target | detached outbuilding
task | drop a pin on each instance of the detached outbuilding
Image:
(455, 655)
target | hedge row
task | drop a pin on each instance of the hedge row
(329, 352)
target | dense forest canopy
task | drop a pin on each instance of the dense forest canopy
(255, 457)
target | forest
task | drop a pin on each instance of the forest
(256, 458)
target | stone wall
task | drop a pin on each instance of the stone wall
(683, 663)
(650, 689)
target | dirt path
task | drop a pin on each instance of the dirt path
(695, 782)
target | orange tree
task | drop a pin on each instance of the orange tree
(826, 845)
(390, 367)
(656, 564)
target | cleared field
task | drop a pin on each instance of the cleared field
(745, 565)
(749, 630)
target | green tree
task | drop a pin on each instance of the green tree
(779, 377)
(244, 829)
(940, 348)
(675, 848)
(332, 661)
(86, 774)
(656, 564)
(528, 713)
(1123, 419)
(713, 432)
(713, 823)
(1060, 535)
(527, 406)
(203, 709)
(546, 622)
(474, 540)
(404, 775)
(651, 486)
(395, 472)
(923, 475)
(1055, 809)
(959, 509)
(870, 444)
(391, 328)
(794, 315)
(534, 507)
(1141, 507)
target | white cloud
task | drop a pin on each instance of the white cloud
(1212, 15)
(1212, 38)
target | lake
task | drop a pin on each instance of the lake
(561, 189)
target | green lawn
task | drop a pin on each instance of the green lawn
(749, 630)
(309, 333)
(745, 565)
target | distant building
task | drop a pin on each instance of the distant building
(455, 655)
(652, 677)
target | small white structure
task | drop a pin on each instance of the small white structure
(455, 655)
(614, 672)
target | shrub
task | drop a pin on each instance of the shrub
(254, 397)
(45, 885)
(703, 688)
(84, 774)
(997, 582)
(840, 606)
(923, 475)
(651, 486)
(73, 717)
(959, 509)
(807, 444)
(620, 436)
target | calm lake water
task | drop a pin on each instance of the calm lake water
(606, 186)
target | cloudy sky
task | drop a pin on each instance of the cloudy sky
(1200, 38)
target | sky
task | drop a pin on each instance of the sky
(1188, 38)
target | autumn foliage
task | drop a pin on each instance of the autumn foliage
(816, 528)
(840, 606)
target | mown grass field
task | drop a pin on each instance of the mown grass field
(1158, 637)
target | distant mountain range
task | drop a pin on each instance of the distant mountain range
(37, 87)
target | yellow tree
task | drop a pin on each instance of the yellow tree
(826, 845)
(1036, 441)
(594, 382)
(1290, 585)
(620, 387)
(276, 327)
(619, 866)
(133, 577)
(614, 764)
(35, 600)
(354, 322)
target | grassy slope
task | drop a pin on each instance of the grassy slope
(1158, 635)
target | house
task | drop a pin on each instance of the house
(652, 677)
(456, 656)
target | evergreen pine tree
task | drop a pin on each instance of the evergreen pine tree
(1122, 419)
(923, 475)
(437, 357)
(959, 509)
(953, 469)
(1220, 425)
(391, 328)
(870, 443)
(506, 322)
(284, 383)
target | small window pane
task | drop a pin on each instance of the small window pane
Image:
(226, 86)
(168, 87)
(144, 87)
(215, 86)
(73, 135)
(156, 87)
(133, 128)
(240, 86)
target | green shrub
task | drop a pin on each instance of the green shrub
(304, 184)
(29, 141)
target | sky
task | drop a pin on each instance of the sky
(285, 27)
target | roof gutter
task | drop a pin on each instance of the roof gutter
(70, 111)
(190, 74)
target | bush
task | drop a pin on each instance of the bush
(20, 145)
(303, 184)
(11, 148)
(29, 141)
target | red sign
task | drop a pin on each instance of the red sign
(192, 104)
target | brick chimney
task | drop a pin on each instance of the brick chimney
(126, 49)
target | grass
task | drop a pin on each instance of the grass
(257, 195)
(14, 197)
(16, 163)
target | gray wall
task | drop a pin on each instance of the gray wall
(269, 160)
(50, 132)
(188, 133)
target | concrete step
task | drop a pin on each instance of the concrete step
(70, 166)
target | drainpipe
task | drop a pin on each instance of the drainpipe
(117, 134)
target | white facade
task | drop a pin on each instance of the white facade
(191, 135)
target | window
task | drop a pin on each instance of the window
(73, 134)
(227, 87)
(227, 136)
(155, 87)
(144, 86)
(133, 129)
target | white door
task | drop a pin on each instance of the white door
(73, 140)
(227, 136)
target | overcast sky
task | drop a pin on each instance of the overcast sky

What you have to do -> Quote all of the entries verbatim.

Answer box ->
target | detached outbuilding
task | drop a pin on each instance of the detached outbuilding
Image:
(455, 655)
target | hedge row
task | drop a pin on each instance of the hedge row
(329, 352)
target | dense forest canopy
task | drop a pin on each instance of the dense forest canopy
(255, 457)
target | forest
task | drop a pin on each instance of the forest
(256, 458)
target | stone wall
task | drop a pin on each instance of the stone wall
(683, 663)
(650, 689)
target | dirt path
task | drop a pin on each instance of the dirt path
(695, 782)
target | orange tree
task | drop a pin on each instance of the orange tree
(826, 845)
(390, 367)
(656, 564)
target | cleared field
task | drop a pin on each instance of the cleared field
(745, 565)
(749, 630)
target | green tree
task | drop a pin on each instance of the green tree
(779, 377)
(244, 829)
(940, 348)
(675, 848)
(332, 661)
(86, 774)
(656, 564)
(528, 713)
(1123, 419)
(713, 432)
(713, 823)
(1060, 535)
(527, 406)
(203, 709)
(546, 622)
(474, 540)
(404, 775)
(651, 486)
(395, 472)
(923, 475)
(1055, 809)
(959, 509)
(870, 444)
(391, 328)
(794, 315)
(534, 507)
(1141, 507)
target | white cloud
task | drop a pin on each instance of the white cloud
(1212, 15)
(1212, 38)
target | lake
task | drop a pin on each instance of the lake
(561, 189)
target | green lawn
task | drop a pin on each instance of the green lawn
(749, 630)
(309, 333)
(745, 565)
target | distant building
task | drop a pin on each instance of the distant building
(455, 655)
(652, 677)
target | small white structure
task | drop a pin on each instance of the small white structure
(455, 655)
(614, 672)
target | shrub
task | drop a pin on each instance of the shrub
(254, 397)
(45, 885)
(703, 688)
(84, 774)
(997, 582)
(840, 606)
(923, 475)
(651, 486)
(73, 717)
(959, 509)
(807, 444)
(620, 436)
target | calm lake water
task | drop a pin on each instance of the calm lake water
(606, 186)
target | cloudy sky
task | drop a pin on each instance of the cloudy sky
(1200, 38)
target | sky
task | drop a pin on each instance of the sky
(1188, 38)
target | autumn foliage
task | drop a pin on each instance of the autumn foliage
(816, 528)
(840, 606)
target | mown grass field
task | drop a pin on each instance of the mown grass field
(1158, 637)
target | distant mountain range
task | drop a pin on each instance of the distant mountain range
(37, 87)
target | yellow tree
task | drop a pin on each instance of the yellow tree
(826, 845)
(1036, 441)
(594, 382)
(1290, 585)
(620, 387)
(276, 327)
(619, 866)
(133, 577)
(614, 764)
(35, 600)
(354, 322)
target | grassy slope
task | drop a pin on each instance of the grassy slope
(1158, 635)
target | house
task | drop a pin on each instance of the house
(652, 677)
(456, 656)
target | evergreen pine tree
task | drop a pin on each instance of the evergreen pine tree
(1122, 419)
(923, 475)
(437, 357)
(959, 509)
(953, 469)
(1220, 425)
(391, 328)
(870, 443)
(506, 322)
(284, 383)
target | small window pane
task | drop a pin on each instance of the small window pane
Image:
(226, 86)
(168, 87)
(144, 87)
(215, 86)
(73, 135)
(156, 87)
(133, 128)
(240, 86)
target | green shrub
task | drop a pin on each instance of the green shrub
(304, 184)
(29, 141)
target | sky
task | drop a pin on each instance of the sky
(285, 27)
target | roof gutter
task | drop a pin on each instance of the roof gutter
(70, 111)
(190, 74)
target | bush
task | drop a pin on each instance of the bush
(20, 145)
(303, 184)
(11, 148)
(29, 141)
target | red sign
task | drop a pin on each instance of the red sign
(192, 104)
target | brick chimney
task | drop a pin on each instance of the brick chimney
(126, 49)
target | grass
task | drop a pin on each instance of the grass
(257, 195)
(14, 197)
(16, 163)
target | gray wall
task | drop a pin on each instance of the gray wall
(269, 160)
(50, 132)
(188, 133)
target | concrete step
task | drop a pin on each instance of the concrete step
(70, 166)
target | drainpipe
task | drop a pin on each instance of the drainpipe
(117, 134)
target | white facade
task | drop a pin on each instance of the white facade
(191, 135)
target | window
task | drop a pin on each instance of the window
(73, 134)
(227, 87)
(227, 136)
(155, 87)
(144, 86)
(133, 129)
target | white door
task | drop a pin on each instance of the white door
(73, 140)
(227, 136)
target | overcast sky
task | drop a pin on each instance of the overcast sky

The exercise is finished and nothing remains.